**Material provided**
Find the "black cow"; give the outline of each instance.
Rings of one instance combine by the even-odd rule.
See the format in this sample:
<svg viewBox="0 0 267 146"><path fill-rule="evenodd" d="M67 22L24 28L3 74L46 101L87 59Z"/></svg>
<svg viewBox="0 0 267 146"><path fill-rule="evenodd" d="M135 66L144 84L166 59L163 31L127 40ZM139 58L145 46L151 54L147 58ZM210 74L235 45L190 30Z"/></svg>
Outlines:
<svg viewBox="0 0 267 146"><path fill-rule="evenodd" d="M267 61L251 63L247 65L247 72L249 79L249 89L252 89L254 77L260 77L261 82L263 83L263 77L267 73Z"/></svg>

**Exercise**
Count the lines of the entries above that contain the string "rule". Reply with only that number.

**Finished exercise**
4